◆ INSTRUCTIONS FOR THE TASK
Make an exact copy of all the entries, but do not reproduce the pictures.

--- GIVEN DATA ---

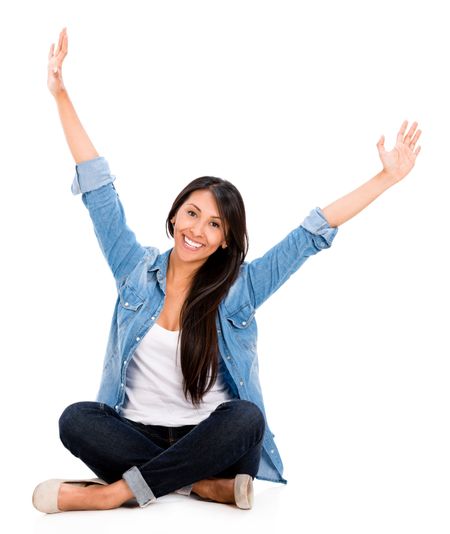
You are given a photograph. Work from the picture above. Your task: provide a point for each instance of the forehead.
(205, 200)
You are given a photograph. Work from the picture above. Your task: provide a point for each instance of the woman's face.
(198, 229)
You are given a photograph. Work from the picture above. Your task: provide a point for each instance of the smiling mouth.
(192, 245)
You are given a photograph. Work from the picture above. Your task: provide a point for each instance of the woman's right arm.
(93, 178)
(79, 143)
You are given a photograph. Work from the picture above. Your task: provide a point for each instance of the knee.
(249, 416)
(73, 419)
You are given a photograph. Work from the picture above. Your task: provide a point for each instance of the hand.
(55, 60)
(401, 159)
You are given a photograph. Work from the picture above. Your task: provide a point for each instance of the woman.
(180, 406)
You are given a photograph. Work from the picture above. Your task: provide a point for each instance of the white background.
(287, 100)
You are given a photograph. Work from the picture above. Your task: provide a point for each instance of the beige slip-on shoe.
(45, 495)
(243, 491)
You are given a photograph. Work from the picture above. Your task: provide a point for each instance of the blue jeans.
(157, 460)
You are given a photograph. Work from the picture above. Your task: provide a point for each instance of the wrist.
(385, 179)
(60, 95)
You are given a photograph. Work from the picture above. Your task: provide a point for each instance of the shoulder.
(238, 295)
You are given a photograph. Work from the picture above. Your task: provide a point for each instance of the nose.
(197, 228)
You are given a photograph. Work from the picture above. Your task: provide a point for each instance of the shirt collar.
(160, 266)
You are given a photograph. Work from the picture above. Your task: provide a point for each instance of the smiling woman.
(180, 406)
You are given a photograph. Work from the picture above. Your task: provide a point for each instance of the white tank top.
(154, 388)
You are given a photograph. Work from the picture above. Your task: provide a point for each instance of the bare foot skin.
(94, 496)
(216, 489)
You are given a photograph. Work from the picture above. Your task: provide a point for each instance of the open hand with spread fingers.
(55, 60)
(398, 162)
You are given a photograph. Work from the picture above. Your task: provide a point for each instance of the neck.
(179, 273)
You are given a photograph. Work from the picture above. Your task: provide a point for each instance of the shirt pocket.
(242, 318)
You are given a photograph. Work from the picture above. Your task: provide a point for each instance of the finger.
(65, 43)
(402, 131)
(58, 48)
(410, 133)
(380, 145)
(414, 140)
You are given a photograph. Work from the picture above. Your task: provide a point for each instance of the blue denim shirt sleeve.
(268, 273)
(117, 242)
(91, 174)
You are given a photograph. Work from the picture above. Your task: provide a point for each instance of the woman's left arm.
(396, 165)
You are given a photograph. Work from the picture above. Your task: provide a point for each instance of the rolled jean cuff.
(185, 490)
(143, 494)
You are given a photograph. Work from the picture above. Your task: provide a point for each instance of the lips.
(191, 244)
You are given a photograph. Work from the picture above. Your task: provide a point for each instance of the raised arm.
(396, 165)
(93, 178)
(79, 143)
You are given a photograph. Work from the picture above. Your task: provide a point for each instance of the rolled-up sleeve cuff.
(142, 492)
(317, 224)
(91, 174)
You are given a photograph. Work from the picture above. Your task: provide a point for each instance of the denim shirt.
(140, 275)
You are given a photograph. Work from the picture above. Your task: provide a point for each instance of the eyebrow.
(196, 207)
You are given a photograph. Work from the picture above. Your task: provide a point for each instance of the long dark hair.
(198, 344)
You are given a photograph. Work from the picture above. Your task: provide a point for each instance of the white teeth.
(192, 243)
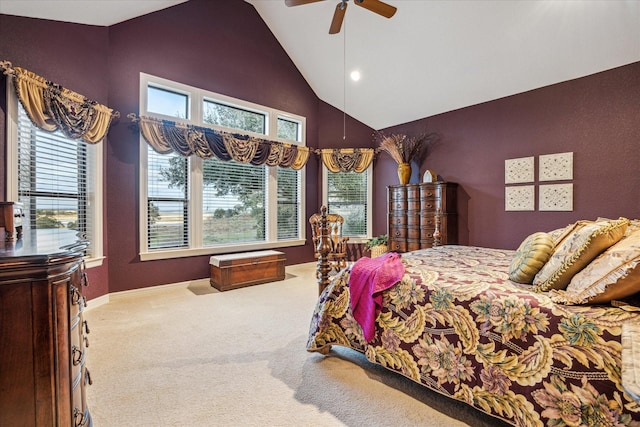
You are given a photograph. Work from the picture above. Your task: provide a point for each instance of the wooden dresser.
(412, 215)
(43, 337)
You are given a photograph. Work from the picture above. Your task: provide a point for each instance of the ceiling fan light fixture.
(375, 6)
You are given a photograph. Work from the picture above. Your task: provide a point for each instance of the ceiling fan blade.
(338, 17)
(377, 6)
(299, 2)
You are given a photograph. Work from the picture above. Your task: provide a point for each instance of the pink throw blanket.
(369, 277)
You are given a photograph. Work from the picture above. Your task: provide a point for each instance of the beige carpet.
(188, 355)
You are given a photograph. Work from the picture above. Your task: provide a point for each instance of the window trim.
(196, 98)
(97, 173)
(325, 190)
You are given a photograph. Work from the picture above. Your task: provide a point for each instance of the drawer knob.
(76, 355)
(79, 418)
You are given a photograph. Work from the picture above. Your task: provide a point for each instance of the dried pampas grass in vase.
(404, 150)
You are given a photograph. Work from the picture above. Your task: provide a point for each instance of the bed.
(529, 354)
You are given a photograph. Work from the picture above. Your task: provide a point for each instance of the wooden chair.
(338, 244)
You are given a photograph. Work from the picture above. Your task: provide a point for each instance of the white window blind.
(233, 202)
(53, 180)
(210, 205)
(348, 196)
(167, 201)
(288, 203)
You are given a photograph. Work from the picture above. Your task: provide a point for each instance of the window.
(199, 206)
(349, 195)
(56, 179)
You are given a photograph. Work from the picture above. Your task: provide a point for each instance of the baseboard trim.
(104, 299)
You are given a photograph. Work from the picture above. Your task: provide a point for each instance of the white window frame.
(195, 239)
(325, 189)
(96, 173)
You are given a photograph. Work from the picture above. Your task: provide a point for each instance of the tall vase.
(404, 173)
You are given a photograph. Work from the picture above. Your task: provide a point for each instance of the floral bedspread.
(456, 324)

---

◆ TASK RESULT
You are given a photograph. Work from the picture above. Your task: provide a point for each instance of the forehead.
(205, 200)
You are given a photograph. Work from the picture above. Your task: provide a point for each instance of the woman's face.
(198, 229)
You are given a photograph. Work from the picture above. Your task: provide a point for each instance of the smiling mouth.
(192, 245)
You are given a photograph. Work from the picture above. Your task: provide a point for each instance of the woman's right arm.
(93, 178)
(79, 143)
You are given a photograph. Work from the picture above. Your task: provide a point for each instance of the knee.
(249, 416)
(73, 419)
You are given a photograph. Work from the picture above. Your task: provide a point for each instance of the hand.
(55, 60)
(401, 159)
You are given a photograph. Work from the picture above. Your task: provide a point for each instance of the woman.
(180, 406)
You are given a photograph. Work from the picture above. Your task: provide a point for each instance of the white background.
(287, 100)
You are given a photograph. Work from the picture above. Your task: provide a point for each instance of the beige slip-on shoe.
(45, 495)
(243, 491)
You are given a photograph. Work from the picture above. Your task: provide a point for each instance of the blue jeans.
(157, 460)
You are given a photograph. Work from the picture above. Your task: provide a point for each instance of the wrist.
(385, 179)
(60, 95)
You are given a photograph. Work from the picture above. Your task: provide a point for each instance of the shoulder.
(238, 295)
You are given a photograph. Work from the picture above. Your task: provide a point for each instance of the nose.
(197, 228)
You are given a photograph. Work from the picture above. Your task: provide a point for each instance of the shirt collar.
(160, 266)
You are given a photograph. Work from the picture above. Your task: provide a point for each instance of the smiling woman.
(180, 406)
You are given a photograph. Work from the picture above. Your task: provide a point for each instance of the white tank top.
(154, 388)
You are given a photograph. Work from the picture above. Your task: provide a point for each instance of the bare foot skin.
(94, 496)
(216, 489)
You are given a photograph. Work from the picture above. Your task: provide a point for each instance of the open hand with spread fingers.
(55, 60)
(398, 162)
You are given a photograph. Work from the picture above. Your task: provide a point for each instance of the neck.
(179, 273)
You are given a photograph. Work from the picture above. Your task: provide a point for each instance of the shirt pocket.
(242, 318)
You are given a photograph. Work from the picture above. Your task: provide a point for each instance of the finger.
(65, 43)
(402, 131)
(58, 48)
(410, 133)
(380, 145)
(414, 140)
You are given a photograph. Work from the picture above. Your task: provide a point for each instance of the blue denim shirt sleeve.
(268, 273)
(117, 242)
(91, 174)
You are given a photograph. Work from the picture above. Your task: provide a point for each instance of the woman's left arm.
(396, 165)
You are given a photograph. Work from the picture above. Your task: provide a point for each instance of the rolled jean cuff.
(185, 490)
(143, 494)
You are given a photograph. Work from the picture above. Your task: provide a point for each instance of the lips.
(191, 244)
You are given a photograph. Work from the picture above. Your task: provide a point for each instance of the raised arm.
(396, 165)
(93, 178)
(79, 143)
You are given a photograph. Work from the picture above. Your task: provide a point for each instance of the rolled-up sleeve cuff.
(142, 492)
(317, 224)
(91, 174)
You are given a photograph. Work from the picture above. Your task: provide a point for each instance of the denim shirt.
(140, 275)
You are given a photograph. Work from the picture above. Your task: provide a point for each instance of the eyebrow.
(196, 207)
You are given a photograph. Work from the picture above. Your task: provide a point for each instance of the long dark hair.
(198, 344)
You are given a photograph. Work from the picture above. Your task: provide a point for each instance of the white teeth.
(192, 243)
You are given a photograph. Work from the picture above. Your task: provide a point for each instance of the wooden dresser.
(412, 215)
(43, 337)
You are given a photograph. Work from the picture above. Your task: provide a point for each instance of the ceiling fan light fixture.
(375, 6)
You are given a photograph. Work from the picture above. Your task: provide a point for each instance of the ceiling fan blade.
(338, 17)
(377, 6)
(299, 2)
You are given a photograph. Work from the picture above. Your task: provide a point for each instance of the pink throw blanket.
(369, 277)
You are given a photograph. Work from the picture above. Your task: provide a point for each instance of the beige carpet.
(188, 355)
You are given a photograph. Work from the picture above. Your task: provide a point for each instance of the window trim.
(196, 98)
(97, 173)
(325, 190)
You are given a photograph. Work from the picture above. Your task: provide a point for each instance of the drawer knob.
(76, 355)
(79, 418)
You are given a photograph. Work from the picture above. Your task: provide a point for each instance of the dried pampas grass in vase.
(404, 150)
You are given a photograph. Work from the picture above. Your task: provide a point for each instance of the bed.
(529, 354)
You are given a photograph. Work from the picture above. Your task: provide a point for each instance of the wooden chair.
(338, 244)
You are given a photograph. Work from the picture above. Your task: provide a point for each instance of the white window blind.
(233, 202)
(53, 180)
(210, 205)
(348, 196)
(167, 201)
(288, 203)
You are given a photograph. Work from the picture above. Your task: provide a point for each instance of the window.
(199, 206)
(349, 195)
(56, 179)
You are given a photograph. Work from the picture above. Your task: provide a point for each instance of the baseboard trim.
(104, 299)
You are given a photograph. Work from the picture above. Your task: provide a point for each instance of the white window frame.
(195, 239)
(325, 189)
(96, 173)
You are given a photograph. Work from the picture above. Your task: provide a point for each instance of the tall vase.
(404, 173)
You are given a photograph. Work from the picture above. Your task: provide a point for each instance of the floral bedspread.
(456, 324)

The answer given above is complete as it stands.